==== GIVEN RECORDS
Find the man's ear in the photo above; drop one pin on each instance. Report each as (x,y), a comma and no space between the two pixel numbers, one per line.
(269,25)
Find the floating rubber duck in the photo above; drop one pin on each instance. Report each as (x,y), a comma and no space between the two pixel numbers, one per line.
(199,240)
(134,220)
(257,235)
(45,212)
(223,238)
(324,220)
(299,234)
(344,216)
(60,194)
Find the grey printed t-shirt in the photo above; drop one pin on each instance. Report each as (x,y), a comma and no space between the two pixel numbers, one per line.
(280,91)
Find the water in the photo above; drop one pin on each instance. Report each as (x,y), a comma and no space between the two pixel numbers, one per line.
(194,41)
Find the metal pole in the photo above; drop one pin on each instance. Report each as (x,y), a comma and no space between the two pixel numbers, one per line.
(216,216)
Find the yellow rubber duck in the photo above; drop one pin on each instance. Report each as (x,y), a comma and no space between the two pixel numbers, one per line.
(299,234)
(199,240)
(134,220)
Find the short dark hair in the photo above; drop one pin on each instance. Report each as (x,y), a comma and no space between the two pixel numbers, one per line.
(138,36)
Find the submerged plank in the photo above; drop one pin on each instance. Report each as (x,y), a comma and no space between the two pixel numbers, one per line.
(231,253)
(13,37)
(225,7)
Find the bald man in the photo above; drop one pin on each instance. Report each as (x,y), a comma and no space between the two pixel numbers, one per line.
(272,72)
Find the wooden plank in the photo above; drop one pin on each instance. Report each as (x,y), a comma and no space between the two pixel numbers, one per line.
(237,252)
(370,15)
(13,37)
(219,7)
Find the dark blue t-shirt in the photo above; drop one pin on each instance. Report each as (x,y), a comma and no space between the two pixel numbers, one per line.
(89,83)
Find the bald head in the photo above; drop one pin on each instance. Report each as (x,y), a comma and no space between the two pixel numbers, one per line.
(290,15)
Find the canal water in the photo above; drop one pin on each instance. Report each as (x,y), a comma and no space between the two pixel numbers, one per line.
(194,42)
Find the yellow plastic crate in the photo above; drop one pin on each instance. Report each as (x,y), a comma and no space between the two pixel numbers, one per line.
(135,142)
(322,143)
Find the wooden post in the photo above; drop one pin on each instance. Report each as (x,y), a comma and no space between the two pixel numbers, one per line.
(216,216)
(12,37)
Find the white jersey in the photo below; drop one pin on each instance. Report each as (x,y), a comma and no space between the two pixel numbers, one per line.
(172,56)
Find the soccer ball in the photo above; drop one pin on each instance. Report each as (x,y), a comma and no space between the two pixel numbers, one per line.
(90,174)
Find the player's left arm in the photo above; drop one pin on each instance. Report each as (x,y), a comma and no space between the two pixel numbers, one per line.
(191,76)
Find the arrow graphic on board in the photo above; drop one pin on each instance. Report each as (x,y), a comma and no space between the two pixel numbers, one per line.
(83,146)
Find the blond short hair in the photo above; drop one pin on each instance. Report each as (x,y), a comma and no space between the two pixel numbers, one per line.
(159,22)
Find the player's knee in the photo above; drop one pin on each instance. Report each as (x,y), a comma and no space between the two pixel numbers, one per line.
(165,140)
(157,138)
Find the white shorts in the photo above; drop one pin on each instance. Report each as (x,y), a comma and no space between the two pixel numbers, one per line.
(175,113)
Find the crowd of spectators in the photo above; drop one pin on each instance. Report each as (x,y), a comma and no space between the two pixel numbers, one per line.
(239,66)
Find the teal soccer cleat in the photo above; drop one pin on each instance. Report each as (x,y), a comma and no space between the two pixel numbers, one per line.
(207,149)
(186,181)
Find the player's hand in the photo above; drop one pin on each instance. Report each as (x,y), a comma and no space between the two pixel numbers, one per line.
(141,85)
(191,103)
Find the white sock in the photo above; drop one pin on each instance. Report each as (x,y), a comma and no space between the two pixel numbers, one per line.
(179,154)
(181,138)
========
_WHAT THE EXERCISE ASKS_
Rescale the final portion of the listing. Begin at the line that contains "Find the teal" and stop after the last line of the listing. Reproduce only those lines, requests included, multiplying every x and y coordinate in the answers by 0.45 and rounding to whole numbers, with halves rounded up.

_RESULT BELOW_
Find the teal soccer cleat in the photo above; drop one pin on each instance. Report each as (x,y), a comma and no space between the two pixel numbers, one per line.
(93,67)
(84,81)
Find the player's hand in the photo above; drop one pin on each instance. Report each as (x,y), a comma and no space between the two pixel numbers, one per line.
(63,38)
(86,46)
Find the white sock in the photo above; drop one pin on each instance. Report each as (x,y), a comma and no space between the two pixel numbers, one per line.
(81,69)
(81,62)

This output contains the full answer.